▶ [PROBLEM DESCRIPTION]: Return the rows below unchanged, word for word and line for line.

--- ENTRIES SUPPLIED ---

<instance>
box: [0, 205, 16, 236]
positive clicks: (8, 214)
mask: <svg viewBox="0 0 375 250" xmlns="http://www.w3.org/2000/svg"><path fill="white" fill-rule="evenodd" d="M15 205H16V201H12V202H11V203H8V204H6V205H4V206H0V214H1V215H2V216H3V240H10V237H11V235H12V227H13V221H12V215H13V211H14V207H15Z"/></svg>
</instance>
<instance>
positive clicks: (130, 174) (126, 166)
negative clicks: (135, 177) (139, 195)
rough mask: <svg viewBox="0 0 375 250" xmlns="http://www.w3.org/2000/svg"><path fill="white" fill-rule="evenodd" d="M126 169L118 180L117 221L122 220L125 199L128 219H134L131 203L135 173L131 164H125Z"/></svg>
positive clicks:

---

▶ [SOLUTION FOR THIS TASK]:
<instance>
box: [0, 205, 16, 236]
positive clicks: (8, 214)
mask: <svg viewBox="0 0 375 250" xmlns="http://www.w3.org/2000/svg"><path fill="white" fill-rule="evenodd" d="M15 205H16V201H12V202H11V203H8V204H6V205H4V206H0V214H1V215H2V216H3V240H10V237H11V235H12V227H13V221H12V215H13V211H14V207H15Z"/></svg>
</instance>
<instance>
positive clicks: (130, 174) (126, 166)
negative clicks: (135, 177) (139, 195)
rough mask: <svg viewBox="0 0 375 250" xmlns="http://www.w3.org/2000/svg"><path fill="white" fill-rule="evenodd" d="M126 169L118 180L117 221L122 220L125 199L128 219H134L131 203L135 173L131 164H125Z"/></svg>
positive clicks:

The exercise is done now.